Write down exactly the lines of the records below, beginning with the first and ending with the line that includes "Quality assurance step: we expect the wooden".

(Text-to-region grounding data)
== Segment start ==
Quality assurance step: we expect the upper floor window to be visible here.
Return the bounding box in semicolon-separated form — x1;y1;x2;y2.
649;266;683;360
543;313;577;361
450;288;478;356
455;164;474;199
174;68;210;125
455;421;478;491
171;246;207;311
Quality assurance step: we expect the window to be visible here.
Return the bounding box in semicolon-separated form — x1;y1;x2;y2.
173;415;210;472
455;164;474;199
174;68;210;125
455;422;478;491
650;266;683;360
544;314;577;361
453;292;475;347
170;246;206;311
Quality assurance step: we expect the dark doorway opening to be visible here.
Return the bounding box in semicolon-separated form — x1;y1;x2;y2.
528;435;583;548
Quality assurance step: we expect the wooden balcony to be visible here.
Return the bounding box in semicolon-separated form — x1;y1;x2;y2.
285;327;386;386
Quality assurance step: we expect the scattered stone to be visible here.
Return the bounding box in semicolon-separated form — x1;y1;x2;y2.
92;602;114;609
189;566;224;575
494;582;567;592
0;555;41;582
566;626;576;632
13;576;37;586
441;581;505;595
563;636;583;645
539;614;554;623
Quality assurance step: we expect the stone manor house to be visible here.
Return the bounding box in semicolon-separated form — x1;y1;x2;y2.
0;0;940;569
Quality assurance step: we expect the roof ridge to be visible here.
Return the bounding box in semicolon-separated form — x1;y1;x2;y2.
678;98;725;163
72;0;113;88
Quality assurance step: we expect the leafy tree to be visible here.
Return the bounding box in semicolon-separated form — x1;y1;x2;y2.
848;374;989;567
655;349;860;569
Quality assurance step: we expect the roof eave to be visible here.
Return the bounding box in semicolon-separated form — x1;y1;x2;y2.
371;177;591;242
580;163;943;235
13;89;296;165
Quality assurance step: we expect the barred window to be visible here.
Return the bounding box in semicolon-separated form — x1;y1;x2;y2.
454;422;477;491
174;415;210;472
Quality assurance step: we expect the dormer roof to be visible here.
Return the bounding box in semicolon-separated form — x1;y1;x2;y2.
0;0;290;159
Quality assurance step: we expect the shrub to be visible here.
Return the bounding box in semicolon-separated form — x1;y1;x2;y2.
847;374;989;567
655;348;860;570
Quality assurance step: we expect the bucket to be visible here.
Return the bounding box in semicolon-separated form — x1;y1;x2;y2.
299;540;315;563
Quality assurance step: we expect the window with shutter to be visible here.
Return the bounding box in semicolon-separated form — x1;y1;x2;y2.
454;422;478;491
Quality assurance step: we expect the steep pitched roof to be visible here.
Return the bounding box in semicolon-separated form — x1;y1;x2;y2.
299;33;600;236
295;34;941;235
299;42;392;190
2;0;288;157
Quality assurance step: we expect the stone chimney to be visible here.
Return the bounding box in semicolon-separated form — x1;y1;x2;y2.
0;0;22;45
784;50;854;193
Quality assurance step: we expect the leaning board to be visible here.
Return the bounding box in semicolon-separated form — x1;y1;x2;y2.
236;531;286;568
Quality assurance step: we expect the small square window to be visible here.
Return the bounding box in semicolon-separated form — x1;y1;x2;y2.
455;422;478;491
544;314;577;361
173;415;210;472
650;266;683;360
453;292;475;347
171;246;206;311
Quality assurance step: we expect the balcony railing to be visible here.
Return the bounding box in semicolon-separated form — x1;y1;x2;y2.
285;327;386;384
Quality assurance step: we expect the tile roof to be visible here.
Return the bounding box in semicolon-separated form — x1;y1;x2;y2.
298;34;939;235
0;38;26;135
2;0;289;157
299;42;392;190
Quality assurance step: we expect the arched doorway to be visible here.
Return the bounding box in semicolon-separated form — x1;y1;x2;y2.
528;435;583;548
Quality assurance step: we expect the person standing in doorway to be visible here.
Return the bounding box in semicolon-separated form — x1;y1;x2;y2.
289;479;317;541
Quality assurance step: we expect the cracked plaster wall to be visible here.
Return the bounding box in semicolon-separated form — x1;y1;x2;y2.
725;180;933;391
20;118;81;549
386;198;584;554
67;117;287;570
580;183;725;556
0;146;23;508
== Segment end ==
**Exercise output**
Quality assurance step: we expect the upper floor window to be visible here.
Return the bounding box in semicolon-separated form — x1;y1;x2;y2.
649;266;683;360
543;313;577;361
450;288;478;356
455;164;474;199
174;68;210;125
455;421;478;491
171;246;207;311
Quality assurance step: we expect the window to be visible here.
Return the bounding box in semicolon-separated form — x1;y1;x2;y2.
173;415;210;472
455;164;474;199
174;68;210;125
455;422;478;491
650;266;683;360
544;314;577;361
453;292;475;347
170;246;206;311
Quality assurance step: we expect the dark doorway opening to be visible here.
Return the bounding box in semicolon-separated form — x1;y1;x2;y2.
528;435;583;548
Quality assurance step: we expect the wooden balcony to be visible here.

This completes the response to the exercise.